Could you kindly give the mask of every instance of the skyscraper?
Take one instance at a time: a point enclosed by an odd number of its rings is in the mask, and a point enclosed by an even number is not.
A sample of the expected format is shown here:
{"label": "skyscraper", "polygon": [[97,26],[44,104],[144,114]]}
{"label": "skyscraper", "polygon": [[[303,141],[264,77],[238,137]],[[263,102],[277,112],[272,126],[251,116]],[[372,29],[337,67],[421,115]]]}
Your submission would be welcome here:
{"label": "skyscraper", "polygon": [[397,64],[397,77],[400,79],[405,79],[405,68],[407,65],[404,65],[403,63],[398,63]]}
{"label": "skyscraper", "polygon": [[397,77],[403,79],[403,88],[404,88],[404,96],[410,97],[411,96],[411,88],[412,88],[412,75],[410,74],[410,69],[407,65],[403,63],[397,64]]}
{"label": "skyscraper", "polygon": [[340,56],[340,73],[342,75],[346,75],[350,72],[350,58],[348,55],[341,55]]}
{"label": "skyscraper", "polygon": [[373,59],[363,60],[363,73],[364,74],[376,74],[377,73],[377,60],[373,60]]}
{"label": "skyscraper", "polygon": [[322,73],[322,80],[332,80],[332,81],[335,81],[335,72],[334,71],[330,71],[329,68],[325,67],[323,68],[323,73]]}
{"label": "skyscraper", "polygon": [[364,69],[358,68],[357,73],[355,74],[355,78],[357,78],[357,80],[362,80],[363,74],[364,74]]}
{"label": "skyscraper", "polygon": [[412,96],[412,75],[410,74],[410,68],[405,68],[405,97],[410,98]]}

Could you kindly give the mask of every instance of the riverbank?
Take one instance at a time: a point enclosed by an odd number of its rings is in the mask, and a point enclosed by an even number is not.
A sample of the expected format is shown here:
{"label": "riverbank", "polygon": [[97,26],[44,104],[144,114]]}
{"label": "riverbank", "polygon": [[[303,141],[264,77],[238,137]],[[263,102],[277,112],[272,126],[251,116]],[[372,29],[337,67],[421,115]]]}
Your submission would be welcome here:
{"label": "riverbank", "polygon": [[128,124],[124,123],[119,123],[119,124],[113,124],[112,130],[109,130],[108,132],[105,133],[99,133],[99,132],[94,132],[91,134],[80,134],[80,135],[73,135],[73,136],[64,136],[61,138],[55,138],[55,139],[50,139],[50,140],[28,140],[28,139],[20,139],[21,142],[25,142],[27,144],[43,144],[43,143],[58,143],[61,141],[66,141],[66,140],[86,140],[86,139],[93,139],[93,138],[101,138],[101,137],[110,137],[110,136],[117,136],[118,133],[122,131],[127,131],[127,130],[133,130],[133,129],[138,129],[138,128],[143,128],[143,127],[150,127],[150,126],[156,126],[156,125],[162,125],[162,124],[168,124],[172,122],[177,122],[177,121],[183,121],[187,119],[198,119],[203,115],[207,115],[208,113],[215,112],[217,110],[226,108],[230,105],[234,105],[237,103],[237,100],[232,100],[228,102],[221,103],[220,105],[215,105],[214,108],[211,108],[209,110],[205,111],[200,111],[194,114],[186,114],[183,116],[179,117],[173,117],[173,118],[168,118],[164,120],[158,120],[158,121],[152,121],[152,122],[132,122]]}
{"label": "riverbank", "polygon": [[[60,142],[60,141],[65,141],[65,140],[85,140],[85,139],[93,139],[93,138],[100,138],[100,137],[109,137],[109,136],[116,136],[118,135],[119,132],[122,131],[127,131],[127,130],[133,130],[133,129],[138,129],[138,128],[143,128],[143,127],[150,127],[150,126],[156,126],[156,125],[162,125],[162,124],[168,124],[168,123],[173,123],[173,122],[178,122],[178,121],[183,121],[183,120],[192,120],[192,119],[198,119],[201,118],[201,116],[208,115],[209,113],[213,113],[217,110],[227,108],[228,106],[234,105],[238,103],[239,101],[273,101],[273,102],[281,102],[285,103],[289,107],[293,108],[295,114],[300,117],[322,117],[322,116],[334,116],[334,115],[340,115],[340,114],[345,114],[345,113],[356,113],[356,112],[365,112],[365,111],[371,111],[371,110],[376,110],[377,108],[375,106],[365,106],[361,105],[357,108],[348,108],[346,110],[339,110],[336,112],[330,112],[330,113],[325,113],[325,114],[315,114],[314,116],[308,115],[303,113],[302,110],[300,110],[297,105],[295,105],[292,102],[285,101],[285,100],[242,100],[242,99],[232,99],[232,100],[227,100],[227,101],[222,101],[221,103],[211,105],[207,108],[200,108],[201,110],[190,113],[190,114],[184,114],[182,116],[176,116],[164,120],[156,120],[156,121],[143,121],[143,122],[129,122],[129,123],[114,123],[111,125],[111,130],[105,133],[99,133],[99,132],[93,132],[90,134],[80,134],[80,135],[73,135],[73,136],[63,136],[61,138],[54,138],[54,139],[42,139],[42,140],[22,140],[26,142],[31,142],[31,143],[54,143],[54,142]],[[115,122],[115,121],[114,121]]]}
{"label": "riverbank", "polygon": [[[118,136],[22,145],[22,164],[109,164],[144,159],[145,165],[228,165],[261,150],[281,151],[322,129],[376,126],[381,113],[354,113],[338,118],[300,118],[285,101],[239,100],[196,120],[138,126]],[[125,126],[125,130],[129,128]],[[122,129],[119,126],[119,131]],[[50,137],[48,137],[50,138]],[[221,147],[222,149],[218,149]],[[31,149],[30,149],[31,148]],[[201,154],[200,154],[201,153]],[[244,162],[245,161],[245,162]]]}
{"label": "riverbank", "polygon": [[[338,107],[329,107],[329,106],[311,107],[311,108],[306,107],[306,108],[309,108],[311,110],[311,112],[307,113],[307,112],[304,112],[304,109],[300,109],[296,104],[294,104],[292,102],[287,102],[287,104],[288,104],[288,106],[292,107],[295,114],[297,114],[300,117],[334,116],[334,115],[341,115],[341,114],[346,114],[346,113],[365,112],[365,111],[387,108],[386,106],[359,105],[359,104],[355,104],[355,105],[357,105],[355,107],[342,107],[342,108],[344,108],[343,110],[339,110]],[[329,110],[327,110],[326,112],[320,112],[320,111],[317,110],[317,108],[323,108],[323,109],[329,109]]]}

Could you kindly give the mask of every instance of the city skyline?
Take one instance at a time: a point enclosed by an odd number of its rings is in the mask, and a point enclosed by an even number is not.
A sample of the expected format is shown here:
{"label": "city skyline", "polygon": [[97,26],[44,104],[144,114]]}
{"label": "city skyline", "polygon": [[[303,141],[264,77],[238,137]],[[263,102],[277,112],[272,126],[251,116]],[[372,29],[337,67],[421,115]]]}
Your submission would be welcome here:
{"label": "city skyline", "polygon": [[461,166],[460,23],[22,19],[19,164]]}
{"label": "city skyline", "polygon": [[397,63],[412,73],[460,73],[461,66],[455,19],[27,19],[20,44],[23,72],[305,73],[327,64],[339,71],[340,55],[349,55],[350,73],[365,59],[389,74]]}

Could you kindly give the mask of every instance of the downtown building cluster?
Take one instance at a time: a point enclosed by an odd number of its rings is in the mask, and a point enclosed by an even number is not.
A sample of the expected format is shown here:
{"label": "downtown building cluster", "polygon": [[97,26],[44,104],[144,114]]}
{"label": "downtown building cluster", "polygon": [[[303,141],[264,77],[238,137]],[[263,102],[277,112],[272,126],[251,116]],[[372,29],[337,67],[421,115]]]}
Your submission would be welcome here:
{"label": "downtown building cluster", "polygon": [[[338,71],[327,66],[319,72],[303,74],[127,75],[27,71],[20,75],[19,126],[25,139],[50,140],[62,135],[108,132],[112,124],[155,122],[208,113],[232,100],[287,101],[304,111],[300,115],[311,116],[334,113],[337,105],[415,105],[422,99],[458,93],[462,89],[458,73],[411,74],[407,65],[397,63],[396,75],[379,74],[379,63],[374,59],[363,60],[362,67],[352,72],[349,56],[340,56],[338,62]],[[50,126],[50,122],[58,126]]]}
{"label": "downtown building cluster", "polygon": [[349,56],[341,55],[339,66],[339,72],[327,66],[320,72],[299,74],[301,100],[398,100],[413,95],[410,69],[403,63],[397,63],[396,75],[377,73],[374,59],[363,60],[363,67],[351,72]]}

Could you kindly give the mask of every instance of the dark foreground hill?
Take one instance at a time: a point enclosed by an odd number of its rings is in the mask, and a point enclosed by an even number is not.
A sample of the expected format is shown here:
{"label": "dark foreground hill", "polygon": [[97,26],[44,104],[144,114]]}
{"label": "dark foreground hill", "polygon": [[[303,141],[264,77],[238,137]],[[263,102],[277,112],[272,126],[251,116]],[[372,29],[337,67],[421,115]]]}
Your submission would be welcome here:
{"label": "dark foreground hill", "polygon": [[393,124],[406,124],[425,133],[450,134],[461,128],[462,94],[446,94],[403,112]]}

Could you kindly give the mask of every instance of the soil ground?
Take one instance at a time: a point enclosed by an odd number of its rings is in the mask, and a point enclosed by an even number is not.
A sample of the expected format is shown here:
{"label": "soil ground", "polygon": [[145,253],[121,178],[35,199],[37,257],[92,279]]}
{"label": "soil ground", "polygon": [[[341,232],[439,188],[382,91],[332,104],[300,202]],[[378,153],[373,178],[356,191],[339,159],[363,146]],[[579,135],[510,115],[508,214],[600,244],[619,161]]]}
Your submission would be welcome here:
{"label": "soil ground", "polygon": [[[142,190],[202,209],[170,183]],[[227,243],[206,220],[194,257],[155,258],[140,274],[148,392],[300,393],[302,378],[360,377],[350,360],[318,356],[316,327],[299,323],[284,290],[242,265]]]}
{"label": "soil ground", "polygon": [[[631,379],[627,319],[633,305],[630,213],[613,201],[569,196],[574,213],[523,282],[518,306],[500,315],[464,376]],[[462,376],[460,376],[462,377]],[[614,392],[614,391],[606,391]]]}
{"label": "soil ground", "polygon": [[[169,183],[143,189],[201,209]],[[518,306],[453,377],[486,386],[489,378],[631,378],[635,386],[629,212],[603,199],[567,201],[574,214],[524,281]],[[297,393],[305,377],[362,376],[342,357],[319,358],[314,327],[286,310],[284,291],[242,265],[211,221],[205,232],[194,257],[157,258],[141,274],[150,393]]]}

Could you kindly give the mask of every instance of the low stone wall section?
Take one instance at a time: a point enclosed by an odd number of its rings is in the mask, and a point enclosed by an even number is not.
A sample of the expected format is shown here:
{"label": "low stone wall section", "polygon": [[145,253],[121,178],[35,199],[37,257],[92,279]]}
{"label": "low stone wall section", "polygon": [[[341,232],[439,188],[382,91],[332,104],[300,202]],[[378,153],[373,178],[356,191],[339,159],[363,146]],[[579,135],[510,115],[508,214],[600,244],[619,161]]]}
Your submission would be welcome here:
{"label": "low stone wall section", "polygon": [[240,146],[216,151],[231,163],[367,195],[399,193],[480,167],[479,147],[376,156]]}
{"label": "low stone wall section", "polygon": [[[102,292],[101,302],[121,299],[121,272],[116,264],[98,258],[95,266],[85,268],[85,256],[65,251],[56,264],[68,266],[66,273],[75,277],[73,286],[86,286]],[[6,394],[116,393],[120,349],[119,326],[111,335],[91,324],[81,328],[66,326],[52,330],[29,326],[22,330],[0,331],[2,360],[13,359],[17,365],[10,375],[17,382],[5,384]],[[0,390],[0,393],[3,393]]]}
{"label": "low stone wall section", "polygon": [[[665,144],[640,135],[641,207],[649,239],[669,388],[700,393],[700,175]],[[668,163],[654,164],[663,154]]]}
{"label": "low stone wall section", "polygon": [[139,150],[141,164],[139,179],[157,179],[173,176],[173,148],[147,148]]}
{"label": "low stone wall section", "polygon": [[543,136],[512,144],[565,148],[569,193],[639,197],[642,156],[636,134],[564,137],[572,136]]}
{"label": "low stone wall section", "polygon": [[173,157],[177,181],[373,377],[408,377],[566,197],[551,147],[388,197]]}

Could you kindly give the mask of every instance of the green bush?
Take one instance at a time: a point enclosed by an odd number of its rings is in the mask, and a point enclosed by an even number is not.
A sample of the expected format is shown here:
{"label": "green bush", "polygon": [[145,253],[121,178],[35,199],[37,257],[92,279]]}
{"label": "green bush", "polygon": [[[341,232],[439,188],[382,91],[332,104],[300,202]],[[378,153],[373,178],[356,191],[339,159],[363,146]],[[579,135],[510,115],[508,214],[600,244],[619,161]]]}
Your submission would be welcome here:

Assigned task => Repeat the material word for word from its opening line up to and including the line containing "of the riverbank?".

Answer space =>
Could you kindly give the mask of every instance of the skyscraper?
Take one instance at a time: a point enclosed by an odd number of its rings is in the mask, and a point enclosed by an even number is not.
A sample of the expected format is shown here:
{"label": "skyscraper", "polygon": [[97,26],[44,104],[144,114]]}
{"label": "skyscraper", "polygon": [[[303,141],[264,77],[238,137]],[[263,102],[277,112],[272,126],[251,116]],[[372,29],[337,67],[421,115]]]}
Your submission would be welcome here:
{"label": "skyscraper", "polygon": [[397,64],[397,77],[400,79],[405,79],[405,68],[407,65],[404,65],[403,63],[398,63]]}
{"label": "skyscraper", "polygon": [[397,77],[403,79],[403,88],[404,88],[404,96],[410,97],[411,96],[411,88],[412,88],[412,75],[410,74],[410,69],[407,65],[403,63],[397,64]]}
{"label": "skyscraper", "polygon": [[340,56],[340,73],[342,75],[346,75],[350,72],[350,58],[348,55],[341,55]]}
{"label": "skyscraper", "polygon": [[373,59],[363,60],[363,73],[364,74],[376,74],[377,73],[377,60],[373,60]]}
{"label": "skyscraper", "polygon": [[322,73],[322,80],[332,80],[332,81],[335,81],[335,72],[334,71],[330,71],[329,68],[325,67],[323,68],[323,73]]}
{"label": "skyscraper", "polygon": [[364,69],[358,68],[357,73],[355,74],[355,78],[357,78],[357,80],[362,80],[363,74],[364,74]]}
{"label": "skyscraper", "polygon": [[412,96],[412,75],[410,74],[410,68],[405,68],[405,97],[410,98]]}

Could you kindly give the mask of every instance of the riverbank?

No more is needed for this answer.